● **DIRECTIONS**
All of the entries must be reproduced exactly, with no images carried over.

● **EXERCISE INPUTS**
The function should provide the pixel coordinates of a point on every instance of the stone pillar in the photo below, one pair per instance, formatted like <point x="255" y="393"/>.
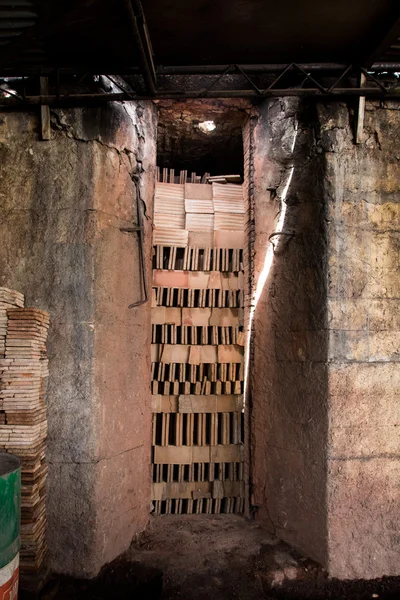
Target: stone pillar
<point x="289" y="374"/>
<point x="62" y="205"/>
<point x="324" y="400"/>
<point x="363" y="202"/>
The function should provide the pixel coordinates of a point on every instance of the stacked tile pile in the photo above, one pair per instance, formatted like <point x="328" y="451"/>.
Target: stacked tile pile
<point x="197" y="348"/>
<point x="23" y="425"/>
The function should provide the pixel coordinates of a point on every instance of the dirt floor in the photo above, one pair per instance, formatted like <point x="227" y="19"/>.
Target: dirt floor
<point x="222" y="557"/>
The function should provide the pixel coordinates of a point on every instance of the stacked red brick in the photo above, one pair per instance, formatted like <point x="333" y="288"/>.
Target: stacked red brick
<point x="197" y="349"/>
<point x="23" y="424"/>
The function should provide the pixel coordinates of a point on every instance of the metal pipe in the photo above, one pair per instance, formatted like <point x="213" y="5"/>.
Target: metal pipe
<point x="82" y="99"/>
<point x="12" y="71"/>
<point x="145" y="68"/>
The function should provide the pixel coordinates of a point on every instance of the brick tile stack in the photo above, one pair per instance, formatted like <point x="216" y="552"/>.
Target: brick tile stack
<point x="197" y="348"/>
<point x="23" y="424"/>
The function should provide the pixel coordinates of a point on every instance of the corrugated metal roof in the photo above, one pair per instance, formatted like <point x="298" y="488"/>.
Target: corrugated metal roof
<point x="111" y="36"/>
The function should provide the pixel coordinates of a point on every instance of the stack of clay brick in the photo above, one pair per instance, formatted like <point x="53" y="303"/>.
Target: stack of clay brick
<point x="23" y="424"/>
<point x="197" y="350"/>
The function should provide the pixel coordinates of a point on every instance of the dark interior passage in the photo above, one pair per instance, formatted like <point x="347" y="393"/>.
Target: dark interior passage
<point x="182" y="145"/>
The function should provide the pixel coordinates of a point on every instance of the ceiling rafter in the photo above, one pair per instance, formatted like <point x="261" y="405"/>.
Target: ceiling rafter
<point x="142" y="42"/>
<point x="390" y="37"/>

● **SOLUTION TO THE PROBLEM**
The function should provide the pixel coordinates of a point on every instance of the stone pillar in the photo below, one pair per instance, formatted like <point x="255" y="393"/>.
Target: stone pillar
<point x="289" y="374"/>
<point x="62" y="205"/>
<point x="324" y="400"/>
<point x="363" y="202"/>
The function should provide the pixel coordinates of a point on every instance of the stacked tile pile in the photo above, one pair per instance, formatted like <point x="328" y="451"/>.
Target: stacked tile pile
<point x="197" y="348"/>
<point x="23" y="425"/>
The function should provide the pixel coordinates of a point on every instance of the dirt floor in the photo above, one pair per instance, formatted like <point x="227" y="19"/>.
Target: dirt floor
<point x="222" y="557"/>
The function should provide the pixel coordinates of a point on every instance of the stacked red brick in the photo above, one pair per instance, formatted like <point x="333" y="288"/>.
Target: stacked red brick
<point x="197" y="349"/>
<point x="23" y="424"/>
The function should provide the pixel coordinates of a point on every instance of the metal pipe in the photo above, one pair per instance, formatted like <point x="213" y="5"/>.
Target: metal pipe
<point x="82" y="99"/>
<point x="12" y="71"/>
<point x="145" y="68"/>
The function should provide the pixel coordinates of a point on every instance of the brick tile stack in the photo above, one pair per instance, formatted like <point x="216" y="552"/>.
Target: brick tile stack
<point x="197" y="348"/>
<point x="23" y="424"/>
The function should provide the pixel coordinates of a point on every instance of the corrugated metal roof in the photo above, one pair per instance, formatted like <point x="298" y="488"/>.
Target: corrugated metal roof
<point x="111" y="36"/>
The function should provide the pixel coordinates of a point on every instance of the stack of clay brick in the photo above, one pair per instance, formatted like <point x="53" y="303"/>.
Target: stack of clay brick
<point x="23" y="424"/>
<point x="197" y="350"/>
The function should provide the pixel coordinates of a point on every instance of the dark interior passage in the photo above, one pair per instance, formatted like <point x="347" y="393"/>.
Target: dark interior passage
<point x="182" y="145"/>
The function should provide the pixel coordinates of a point on every instance of the ceiling rafter in the photo above, one pair per instance, formatted like <point x="261" y="405"/>.
Target: ceiling rafter
<point x="142" y="42"/>
<point x="390" y="37"/>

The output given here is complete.